### WHAT IS NEEDED
Count the lines in the material below that contain the word "post", and give only the number.

### RECORDS SUPPLIED
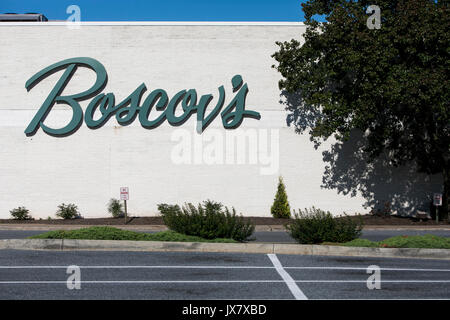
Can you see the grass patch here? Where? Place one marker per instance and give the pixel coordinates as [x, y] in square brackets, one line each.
[426, 241]
[110, 233]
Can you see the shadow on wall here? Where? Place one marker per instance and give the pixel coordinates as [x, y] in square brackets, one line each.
[400, 190]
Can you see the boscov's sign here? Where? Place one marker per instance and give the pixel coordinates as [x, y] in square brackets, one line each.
[127, 110]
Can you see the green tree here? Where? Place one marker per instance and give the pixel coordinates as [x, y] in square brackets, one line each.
[280, 207]
[390, 83]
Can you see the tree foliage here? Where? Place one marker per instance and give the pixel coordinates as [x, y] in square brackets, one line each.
[280, 207]
[391, 83]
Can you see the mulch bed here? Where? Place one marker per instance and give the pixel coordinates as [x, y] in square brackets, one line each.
[369, 220]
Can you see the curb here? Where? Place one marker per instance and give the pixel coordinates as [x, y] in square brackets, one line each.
[166, 246]
[37, 227]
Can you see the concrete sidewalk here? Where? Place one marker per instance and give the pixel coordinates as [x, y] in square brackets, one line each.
[168, 246]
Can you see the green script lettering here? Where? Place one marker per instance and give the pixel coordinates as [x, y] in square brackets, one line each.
[131, 107]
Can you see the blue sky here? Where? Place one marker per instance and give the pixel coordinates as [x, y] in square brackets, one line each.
[163, 10]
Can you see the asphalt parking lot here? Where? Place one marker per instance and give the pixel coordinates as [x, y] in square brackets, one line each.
[203, 276]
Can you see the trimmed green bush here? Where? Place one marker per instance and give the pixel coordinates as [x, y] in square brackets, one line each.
[209, 220]
[68, 211]
[280, 207]
[115, 207]
[111, 233]
[21, 213]
[428, 241]
[316, 226]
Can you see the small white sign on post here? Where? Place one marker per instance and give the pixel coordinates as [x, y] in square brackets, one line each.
[124, 194]
[437, 199]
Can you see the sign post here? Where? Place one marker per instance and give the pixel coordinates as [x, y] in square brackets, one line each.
[124, 195]
[437, 202]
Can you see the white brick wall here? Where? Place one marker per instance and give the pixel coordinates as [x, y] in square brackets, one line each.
[88, 167]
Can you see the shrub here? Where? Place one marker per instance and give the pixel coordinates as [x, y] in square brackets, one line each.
[68, 211]
[21, 213]
[280, 207]
[115, 208]
[209, 220]
[317, 226]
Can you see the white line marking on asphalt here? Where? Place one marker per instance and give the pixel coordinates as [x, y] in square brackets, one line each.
[220, 267]
[295, 290]
[220, 281]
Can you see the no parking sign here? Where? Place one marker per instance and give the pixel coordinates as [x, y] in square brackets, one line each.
[124, 194]
[437, 199]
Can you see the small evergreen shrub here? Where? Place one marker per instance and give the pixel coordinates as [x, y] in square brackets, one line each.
[280, 207]
[68, 211]
[115, 207]
[21, 213]
[209, 220]
[317, 226]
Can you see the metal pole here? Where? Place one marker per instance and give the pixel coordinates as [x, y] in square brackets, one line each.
[125, 206]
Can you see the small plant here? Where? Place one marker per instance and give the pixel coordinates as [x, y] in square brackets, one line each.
[317, 226]
[21, 213]
[209, 220]
[68, 211]
[115, 208]
[280, 207]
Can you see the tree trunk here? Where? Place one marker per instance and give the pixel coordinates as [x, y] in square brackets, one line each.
[445, 205]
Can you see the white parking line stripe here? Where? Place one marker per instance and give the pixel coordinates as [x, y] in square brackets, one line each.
[220, 281]
[295, 290]
[139, 267]
[365, 268]
[220, 267]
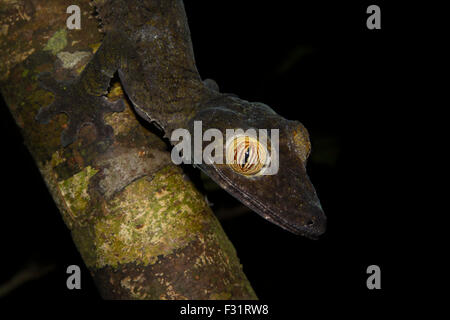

### WRITTEN RESPONSE
2